[Data in this exercise]

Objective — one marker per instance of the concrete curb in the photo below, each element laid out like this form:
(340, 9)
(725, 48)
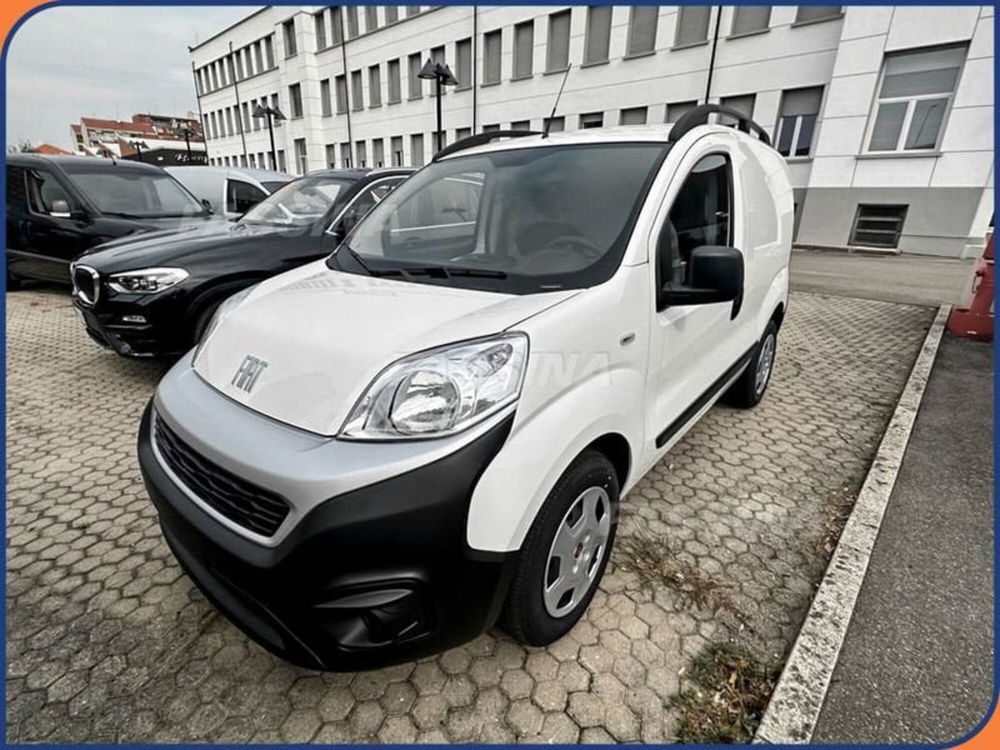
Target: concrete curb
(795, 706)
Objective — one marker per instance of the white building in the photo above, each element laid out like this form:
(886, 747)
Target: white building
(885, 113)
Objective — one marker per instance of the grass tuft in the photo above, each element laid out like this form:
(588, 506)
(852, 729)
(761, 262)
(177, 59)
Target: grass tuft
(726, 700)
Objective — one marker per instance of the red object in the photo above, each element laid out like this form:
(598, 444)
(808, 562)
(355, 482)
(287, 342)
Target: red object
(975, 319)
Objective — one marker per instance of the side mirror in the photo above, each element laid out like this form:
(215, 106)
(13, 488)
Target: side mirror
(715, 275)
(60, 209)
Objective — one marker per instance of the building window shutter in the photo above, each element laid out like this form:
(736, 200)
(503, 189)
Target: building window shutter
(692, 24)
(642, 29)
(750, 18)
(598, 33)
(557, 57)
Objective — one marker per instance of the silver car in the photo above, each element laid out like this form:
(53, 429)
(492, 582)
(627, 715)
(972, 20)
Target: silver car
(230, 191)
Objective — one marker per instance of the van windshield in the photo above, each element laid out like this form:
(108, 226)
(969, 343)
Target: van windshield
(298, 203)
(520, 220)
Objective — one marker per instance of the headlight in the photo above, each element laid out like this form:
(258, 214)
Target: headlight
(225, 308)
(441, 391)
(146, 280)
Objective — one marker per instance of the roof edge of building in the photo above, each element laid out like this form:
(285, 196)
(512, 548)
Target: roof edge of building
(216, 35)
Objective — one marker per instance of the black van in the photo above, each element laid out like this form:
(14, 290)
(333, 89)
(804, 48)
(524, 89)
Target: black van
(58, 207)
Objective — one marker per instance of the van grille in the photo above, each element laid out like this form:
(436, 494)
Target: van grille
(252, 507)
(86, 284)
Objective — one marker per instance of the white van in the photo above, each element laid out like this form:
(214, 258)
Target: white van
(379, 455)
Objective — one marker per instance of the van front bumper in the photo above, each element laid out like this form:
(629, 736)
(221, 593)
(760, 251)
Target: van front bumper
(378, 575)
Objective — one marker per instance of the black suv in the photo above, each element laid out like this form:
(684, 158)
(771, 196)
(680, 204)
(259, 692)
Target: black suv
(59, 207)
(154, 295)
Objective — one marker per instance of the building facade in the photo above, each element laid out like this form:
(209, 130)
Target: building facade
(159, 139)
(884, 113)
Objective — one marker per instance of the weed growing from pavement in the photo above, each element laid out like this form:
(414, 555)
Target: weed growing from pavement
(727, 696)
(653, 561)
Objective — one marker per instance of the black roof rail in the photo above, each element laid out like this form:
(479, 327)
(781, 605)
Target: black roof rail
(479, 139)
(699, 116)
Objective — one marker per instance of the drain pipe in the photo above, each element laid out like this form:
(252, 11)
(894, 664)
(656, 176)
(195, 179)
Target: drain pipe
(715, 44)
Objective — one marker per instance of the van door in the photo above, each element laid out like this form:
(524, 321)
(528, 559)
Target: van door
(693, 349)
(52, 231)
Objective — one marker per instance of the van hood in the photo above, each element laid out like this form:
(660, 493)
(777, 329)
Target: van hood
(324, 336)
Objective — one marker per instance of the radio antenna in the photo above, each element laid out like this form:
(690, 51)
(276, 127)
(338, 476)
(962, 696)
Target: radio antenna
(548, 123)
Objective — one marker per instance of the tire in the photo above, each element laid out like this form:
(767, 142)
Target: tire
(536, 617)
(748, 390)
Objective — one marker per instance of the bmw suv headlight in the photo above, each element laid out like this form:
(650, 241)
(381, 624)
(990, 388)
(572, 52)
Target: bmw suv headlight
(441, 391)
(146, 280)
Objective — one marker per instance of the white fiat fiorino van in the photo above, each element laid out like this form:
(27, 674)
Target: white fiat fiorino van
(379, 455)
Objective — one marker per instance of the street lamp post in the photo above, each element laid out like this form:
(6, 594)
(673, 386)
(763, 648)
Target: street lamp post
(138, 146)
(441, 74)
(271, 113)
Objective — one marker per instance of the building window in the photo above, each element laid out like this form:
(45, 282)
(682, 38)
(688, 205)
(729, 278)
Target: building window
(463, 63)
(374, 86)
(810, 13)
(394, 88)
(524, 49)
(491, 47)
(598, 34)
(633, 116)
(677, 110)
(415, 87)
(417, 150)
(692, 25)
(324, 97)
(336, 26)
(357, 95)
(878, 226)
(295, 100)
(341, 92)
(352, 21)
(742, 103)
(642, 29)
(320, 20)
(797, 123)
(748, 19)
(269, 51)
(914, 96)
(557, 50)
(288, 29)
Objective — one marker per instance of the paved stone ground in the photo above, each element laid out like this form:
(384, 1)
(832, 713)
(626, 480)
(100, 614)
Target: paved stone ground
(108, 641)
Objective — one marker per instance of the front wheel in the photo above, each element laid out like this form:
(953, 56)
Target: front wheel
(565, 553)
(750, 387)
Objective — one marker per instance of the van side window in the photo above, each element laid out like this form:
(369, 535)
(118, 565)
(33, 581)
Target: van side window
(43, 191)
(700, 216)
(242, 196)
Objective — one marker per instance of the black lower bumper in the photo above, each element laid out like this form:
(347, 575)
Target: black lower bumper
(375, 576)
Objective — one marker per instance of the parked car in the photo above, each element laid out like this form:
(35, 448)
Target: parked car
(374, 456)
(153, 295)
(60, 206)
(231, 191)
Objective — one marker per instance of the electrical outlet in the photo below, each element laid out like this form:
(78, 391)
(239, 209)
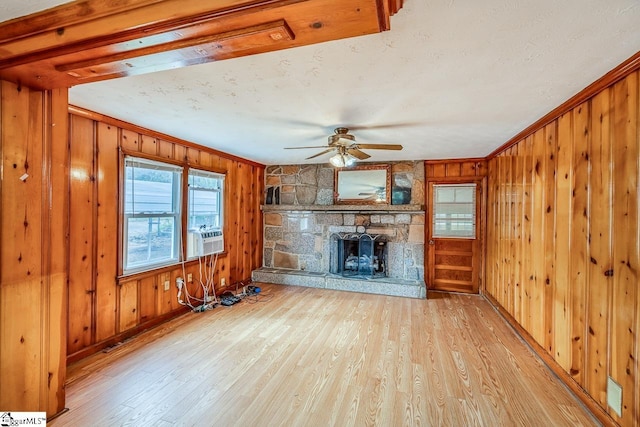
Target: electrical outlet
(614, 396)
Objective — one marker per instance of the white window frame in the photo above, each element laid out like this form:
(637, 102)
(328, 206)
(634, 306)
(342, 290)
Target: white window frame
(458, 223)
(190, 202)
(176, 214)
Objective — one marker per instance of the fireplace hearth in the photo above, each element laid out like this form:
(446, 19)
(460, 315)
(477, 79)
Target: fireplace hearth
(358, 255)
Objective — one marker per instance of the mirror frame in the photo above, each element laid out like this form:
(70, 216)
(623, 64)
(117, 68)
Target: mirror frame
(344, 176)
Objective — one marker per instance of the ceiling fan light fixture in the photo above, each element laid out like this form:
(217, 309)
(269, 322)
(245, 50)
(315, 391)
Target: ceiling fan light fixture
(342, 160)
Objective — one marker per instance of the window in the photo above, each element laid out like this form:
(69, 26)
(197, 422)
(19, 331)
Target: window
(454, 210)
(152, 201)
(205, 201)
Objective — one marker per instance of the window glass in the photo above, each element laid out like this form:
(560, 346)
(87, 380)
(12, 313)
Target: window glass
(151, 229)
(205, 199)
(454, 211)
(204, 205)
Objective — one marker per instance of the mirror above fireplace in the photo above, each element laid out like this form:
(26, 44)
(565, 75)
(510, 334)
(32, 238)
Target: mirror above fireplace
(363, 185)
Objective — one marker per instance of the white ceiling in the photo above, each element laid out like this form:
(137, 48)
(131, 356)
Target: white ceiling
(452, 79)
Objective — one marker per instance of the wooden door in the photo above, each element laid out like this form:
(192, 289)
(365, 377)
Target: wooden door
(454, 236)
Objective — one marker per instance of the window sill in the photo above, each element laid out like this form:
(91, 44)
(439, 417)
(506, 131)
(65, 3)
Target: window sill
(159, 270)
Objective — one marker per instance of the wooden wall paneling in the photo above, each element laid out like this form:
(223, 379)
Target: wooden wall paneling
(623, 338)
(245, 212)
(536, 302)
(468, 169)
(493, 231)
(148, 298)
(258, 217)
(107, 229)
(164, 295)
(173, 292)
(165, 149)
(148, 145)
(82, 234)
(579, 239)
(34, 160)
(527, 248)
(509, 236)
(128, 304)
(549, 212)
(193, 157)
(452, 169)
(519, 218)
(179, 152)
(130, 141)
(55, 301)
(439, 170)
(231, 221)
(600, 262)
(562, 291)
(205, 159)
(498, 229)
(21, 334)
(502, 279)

--

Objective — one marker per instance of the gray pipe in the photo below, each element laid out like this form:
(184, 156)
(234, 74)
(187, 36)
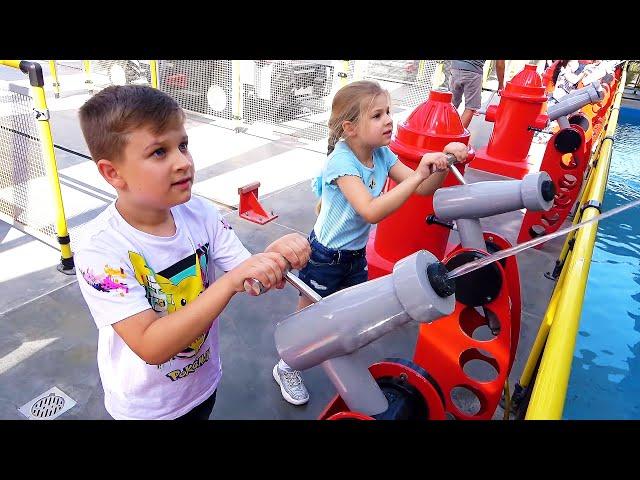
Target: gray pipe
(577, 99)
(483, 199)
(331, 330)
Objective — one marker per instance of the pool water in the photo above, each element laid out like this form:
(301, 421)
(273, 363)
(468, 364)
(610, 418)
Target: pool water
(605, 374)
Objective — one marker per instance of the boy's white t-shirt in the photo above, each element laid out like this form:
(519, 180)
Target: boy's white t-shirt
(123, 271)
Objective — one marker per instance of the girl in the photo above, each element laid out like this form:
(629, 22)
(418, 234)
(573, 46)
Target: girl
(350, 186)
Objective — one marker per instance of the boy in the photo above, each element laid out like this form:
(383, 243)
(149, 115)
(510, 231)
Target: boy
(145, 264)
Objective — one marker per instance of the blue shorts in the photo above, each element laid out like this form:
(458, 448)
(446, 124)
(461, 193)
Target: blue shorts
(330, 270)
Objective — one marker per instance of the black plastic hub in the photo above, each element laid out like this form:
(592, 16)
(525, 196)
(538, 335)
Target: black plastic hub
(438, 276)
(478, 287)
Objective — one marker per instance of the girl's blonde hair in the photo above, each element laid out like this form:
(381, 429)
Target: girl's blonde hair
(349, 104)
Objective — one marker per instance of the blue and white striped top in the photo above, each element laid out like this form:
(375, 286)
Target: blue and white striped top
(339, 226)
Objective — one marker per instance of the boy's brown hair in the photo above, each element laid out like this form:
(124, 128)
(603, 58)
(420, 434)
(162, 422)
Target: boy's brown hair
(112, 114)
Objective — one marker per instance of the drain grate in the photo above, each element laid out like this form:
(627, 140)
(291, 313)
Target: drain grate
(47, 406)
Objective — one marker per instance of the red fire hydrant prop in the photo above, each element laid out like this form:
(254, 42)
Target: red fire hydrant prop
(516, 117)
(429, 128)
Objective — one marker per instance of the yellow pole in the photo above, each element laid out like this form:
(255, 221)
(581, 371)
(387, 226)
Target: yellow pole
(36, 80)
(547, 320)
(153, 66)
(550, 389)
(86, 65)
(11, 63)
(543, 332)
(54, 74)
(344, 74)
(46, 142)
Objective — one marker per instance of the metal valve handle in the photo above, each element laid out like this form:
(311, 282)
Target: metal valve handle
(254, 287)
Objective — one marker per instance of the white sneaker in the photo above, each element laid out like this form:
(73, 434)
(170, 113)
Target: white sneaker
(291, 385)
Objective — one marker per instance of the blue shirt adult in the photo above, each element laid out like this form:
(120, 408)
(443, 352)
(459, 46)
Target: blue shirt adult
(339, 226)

--

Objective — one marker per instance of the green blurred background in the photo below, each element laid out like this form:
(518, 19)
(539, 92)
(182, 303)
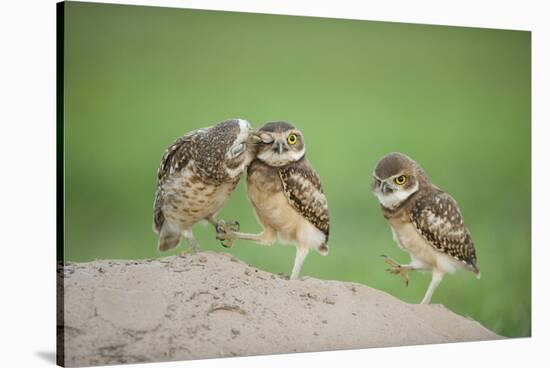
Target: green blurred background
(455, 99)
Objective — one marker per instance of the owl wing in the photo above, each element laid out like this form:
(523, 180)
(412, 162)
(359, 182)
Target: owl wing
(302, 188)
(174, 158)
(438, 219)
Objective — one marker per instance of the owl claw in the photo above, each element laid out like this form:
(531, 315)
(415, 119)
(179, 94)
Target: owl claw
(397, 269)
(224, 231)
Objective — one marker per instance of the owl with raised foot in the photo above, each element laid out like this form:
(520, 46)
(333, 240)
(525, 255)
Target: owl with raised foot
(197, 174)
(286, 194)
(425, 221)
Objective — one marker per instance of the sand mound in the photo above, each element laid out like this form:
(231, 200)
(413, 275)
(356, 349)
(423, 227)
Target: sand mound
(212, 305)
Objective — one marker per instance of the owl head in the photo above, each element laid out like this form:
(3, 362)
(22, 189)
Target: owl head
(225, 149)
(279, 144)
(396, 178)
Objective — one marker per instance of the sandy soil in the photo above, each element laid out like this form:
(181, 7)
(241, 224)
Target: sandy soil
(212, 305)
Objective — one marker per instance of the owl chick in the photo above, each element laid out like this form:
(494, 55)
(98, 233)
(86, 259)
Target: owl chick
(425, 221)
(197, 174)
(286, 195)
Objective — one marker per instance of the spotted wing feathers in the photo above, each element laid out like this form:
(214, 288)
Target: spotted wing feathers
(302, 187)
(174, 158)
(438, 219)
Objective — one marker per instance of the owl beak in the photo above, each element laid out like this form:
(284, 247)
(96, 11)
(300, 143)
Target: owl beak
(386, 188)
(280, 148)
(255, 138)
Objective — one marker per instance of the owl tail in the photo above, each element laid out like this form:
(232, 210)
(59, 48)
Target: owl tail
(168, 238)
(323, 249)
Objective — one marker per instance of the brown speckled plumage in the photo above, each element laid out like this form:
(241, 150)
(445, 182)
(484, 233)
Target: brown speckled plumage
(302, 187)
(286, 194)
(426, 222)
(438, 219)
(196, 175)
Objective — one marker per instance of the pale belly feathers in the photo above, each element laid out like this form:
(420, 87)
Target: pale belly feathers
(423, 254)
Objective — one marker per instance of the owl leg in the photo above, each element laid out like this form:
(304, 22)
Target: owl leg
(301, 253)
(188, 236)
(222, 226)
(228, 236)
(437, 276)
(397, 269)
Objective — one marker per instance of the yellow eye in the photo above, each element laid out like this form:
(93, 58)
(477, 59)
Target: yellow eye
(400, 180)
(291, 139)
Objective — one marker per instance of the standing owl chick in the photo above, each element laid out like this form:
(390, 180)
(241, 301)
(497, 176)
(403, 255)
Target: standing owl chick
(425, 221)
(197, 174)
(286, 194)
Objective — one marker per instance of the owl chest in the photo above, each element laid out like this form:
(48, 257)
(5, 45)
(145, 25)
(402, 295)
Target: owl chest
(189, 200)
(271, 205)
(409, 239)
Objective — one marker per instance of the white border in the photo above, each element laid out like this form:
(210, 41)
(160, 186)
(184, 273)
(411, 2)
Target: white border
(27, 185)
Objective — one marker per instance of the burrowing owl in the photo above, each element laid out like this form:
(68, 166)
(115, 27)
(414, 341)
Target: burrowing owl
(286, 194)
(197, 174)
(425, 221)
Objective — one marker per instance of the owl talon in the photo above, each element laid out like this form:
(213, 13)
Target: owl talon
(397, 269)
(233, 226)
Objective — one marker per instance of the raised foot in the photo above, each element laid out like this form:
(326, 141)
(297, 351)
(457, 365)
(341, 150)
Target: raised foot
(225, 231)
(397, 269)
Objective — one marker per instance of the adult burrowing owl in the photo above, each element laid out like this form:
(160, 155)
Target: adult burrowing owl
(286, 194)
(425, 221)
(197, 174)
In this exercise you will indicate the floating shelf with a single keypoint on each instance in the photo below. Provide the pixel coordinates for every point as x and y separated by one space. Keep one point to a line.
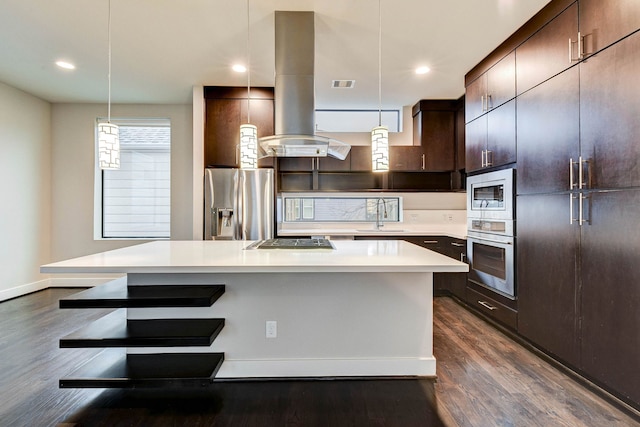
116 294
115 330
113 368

[Your instructions]
Collect every line of the entries above that contains the string "blue", copying each such line in full.

[The output]
Objective — one marker per instance of the blue shorts in the photo above, each element laid out like this form:
Target: blue shorts
Objective — one marker per instance of the blue and white striped top in the photo above, each element laid out like this form:
Target: blue and white striped top
Objective — one marker per instance of the blue shirt adult in the photo above, each element laid out like this form:
Target: blue shirt adult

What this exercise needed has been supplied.